_Exercise instructions_
The entries need to be copied exactly.

[Part of a data file]
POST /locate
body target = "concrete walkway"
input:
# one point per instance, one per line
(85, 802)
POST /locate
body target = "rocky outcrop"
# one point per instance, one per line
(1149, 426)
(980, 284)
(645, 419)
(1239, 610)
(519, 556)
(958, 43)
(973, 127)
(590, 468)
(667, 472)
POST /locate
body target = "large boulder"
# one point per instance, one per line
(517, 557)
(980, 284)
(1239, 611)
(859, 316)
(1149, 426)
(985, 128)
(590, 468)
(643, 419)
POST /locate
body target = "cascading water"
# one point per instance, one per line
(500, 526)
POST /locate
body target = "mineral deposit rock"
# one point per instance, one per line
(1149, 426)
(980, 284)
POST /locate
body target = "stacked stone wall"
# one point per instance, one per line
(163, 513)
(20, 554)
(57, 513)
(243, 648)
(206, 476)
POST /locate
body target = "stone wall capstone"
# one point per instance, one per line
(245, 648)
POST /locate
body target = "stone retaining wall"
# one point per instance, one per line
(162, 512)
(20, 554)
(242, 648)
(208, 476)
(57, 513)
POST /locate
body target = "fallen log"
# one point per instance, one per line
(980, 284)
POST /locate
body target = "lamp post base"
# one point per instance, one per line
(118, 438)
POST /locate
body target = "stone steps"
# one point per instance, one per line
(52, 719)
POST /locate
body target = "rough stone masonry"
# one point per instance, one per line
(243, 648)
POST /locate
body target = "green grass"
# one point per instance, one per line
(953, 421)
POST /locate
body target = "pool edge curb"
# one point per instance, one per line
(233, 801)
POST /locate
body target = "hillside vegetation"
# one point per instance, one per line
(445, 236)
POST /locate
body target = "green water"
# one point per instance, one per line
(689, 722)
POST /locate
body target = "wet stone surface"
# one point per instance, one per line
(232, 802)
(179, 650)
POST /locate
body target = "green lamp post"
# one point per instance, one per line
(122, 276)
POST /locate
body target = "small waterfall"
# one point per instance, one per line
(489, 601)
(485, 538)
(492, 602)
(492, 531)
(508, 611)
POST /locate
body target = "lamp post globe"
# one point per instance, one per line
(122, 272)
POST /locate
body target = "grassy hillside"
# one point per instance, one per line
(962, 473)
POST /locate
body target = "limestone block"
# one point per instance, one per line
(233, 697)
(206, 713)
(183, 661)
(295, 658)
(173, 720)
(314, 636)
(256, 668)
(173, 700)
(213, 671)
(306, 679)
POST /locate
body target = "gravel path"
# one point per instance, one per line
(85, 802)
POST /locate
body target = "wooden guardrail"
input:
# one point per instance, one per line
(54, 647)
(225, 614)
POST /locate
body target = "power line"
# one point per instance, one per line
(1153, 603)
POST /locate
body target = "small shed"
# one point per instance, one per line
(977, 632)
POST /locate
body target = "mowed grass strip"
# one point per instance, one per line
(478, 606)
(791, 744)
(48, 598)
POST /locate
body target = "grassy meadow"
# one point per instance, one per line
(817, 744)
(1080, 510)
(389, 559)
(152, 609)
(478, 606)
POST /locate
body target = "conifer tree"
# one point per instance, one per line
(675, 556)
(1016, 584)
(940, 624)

_Task output_
POST /locate
body target = "concrete walkway"
input:
# one point per instance, one per line
(85, 802)
POST /locate
body target = "rocky outcrop"
# one point per instance, one per line
(1149, 426)
(980, 284)
(645, 419)
(1239, 610)
(519, 556)
(958, 43)
(973, 127)
(590, 468)
(667, 472)
POST /locate
body target = "large boulder"
# one point per instance, one per line
(517, 557)
(980, 284)
(1239, 611)
(859, 316)
(1149, 426)
(985, 128)
(590, 468)
(643, 419)
POST /locate
body target = "cascading water"
# one point per instance, one per line
(500, 526)
POST /locate
body target = "mineral deposit rock"
# one point per instance, one per line
(1149, 426)
(980, 284)
POST /locate
body target = "stacked stone wall"
# one point per instance, one per line
(163, 513)
(20, 554)
(57, 513)
(243, 648)
(206, 476)
POST /locate
body target = "stone wall capstone"
# one point per instance, one per line
(245, 648)
POST /locate
body target = "stone retaining wall"
# one point per instance, one per line
(162, 512)
(20, 554)
(242, 648)
(208, 476)
(57, 513)
POST /locate
body target = "fallen log"
# one point per instance, one per line
(980, 284)
POST /locate
body target = "lamp post base"
# one point per instance, one per line
(118, 438)
POST /locate
body target = "stone steps"
# one point per instance, one per line
(52, 719)
POST /locate
body target = "rough stone masonry"
# one point per instance, one per line
(243, 648)
POST /locate
body target = "green grass"
# one point per instance, one per line
(953, 421)
POST /locate
body target = "pool edge curb"
# one point per instance, one per line
(233, 801)
POST /locate
body target = "hillside vegetation"
# one point per instance, one per line
(445, 236)
POST /locate
body target = "green water"
# one point per instance, one per line
(689, 722)
POST /locate
body target = "wet stone surface"
# one point per instance, one per line
(232, 802)
(179, 650)
POST /locate
body target = "green lamp post"
# one point per instance, one per line
(122, 276)
POST /locate
body target = "small waterfall"
# one point per instance, one per line
(489, 601)
(485, 538)
(492, 602)
(492, 531)
(508, 611)
POST /locate
body target = "lamp post globe"
# one point per instance, one per line
(122, 272)
POST /locate
body target = "grassy hillside"
# one point per instance, one per line
(962, 473)
POST /locate
body target = "limestone block"
# one point per instance, one per line
(233, 697)
(206, 713)
(183, 661)
(295, 658)
(173, 720)
(314, 636)
(256, 668)
(173, 700)
(213, 671)
(306, 679)
POST /locate
body target = "gravel path"
# one point per instance, one per line
(85, 802)
POST /locate
body target = "wooden guardrail"
input:
# one point per instance, one per line
(54, 647)
(225, 614)
POST /locate
body target = "power line"
# one point per instance, one per line
(1153, 603)
POST /locate
body target = "small shed"
# one point per instance, one per line
(977, 632)
POST /locate
body target = "mowed grass strip"
# one point per instance, one per line
(478, 606)
(791, 744)
(48, 598)
POST /locate
body target = "grassy meadow"
# one point per instance, one per line
(817, 744)
(1080, 510)
(389, 559)
(152, 609)
(478, 606)
POST /locate
body target = "conifer tree"
# one point per instance, one per line
(675, 556)
(1016, 584)
(940, 624)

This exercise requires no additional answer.